• Objectif
Prolongez l'entretien ci-dessous sur l'artisanat du feutre kazakh en reprenant juste après sa dernière phrase.

• Extrait de page

=-=-=

Quels sont, selon vous, les métiers les plus menacés aujourd'hui ?
- Artisanat raffiné : broderie traditionnelle, tissage, techniques ancestrales de travail du cuir et du feutre. Ces savoir-faire se transmettent de génération en génération, mais il est de plus en plus rare de trouver des artisans prêts à les enseigner aux jeunes.
Qu'est-ce qui rend le feutre unique ?
- J'aime le travailler.
Le feutre kazakh est unique non seulement par sa résistance et sa chaleur, mais aussi par sa symbolique. Chaque motif, chaque couleur est porteur de sens. À travers mes œuvres, je souhaite montrer que le feutre n'est pas seulement un matériau, mais une philosophie de vie à part entière, reflétant le respect de la nature, du travail et des traditions.
Comment alliez-vous tradition et modernité dans vos créations ?

=-=-=

• Extrait des données
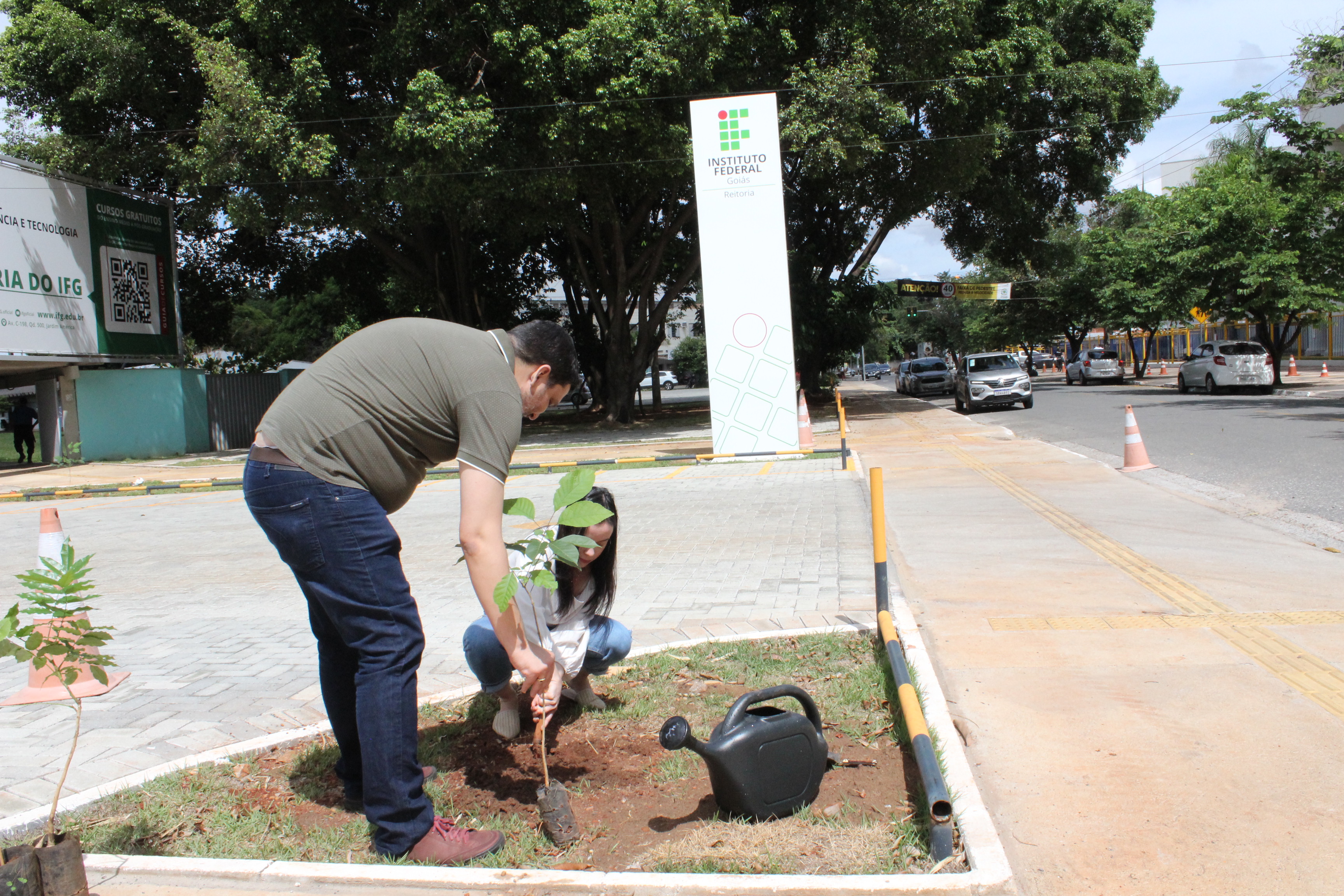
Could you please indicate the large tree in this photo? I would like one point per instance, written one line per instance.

=-=-=

• Réponse attendue
- Je préserve la coupe du produit, les éléments clés du costume (motifs, styles, combinaisons de couleurs), mais je les adapte à un style et un confort modernes. C'est ainsi que naissent des shapans aux motifs nationaux, des peintures en feutre et des accessoires qui s'intègrent parfaitement à la garde-robe de tous les jours.
Quelles difficultés rencontrez-vous pour promouvoir la culture ethnique ?
— La principale difficulté réside dans la concurrence des tendances de masse rapides et le manque de soutien systémique. L'artisanat exige du temps, de la patience et une immersion profonde, et le rythme de vie moderne perturbe souvent ces efforts. Un autre problème concerne les produits en provenance de Chine, que certains vendent sous couvert de fabrication artisanale. Cela dévalorise le travail des véritables maîtres, induit les gens en erreur et les prive de la possibilité de découvrir une culture authentique.
Il est important pour moi que la culture ne soit pas un souvenir, mais le souffle vivant des gens.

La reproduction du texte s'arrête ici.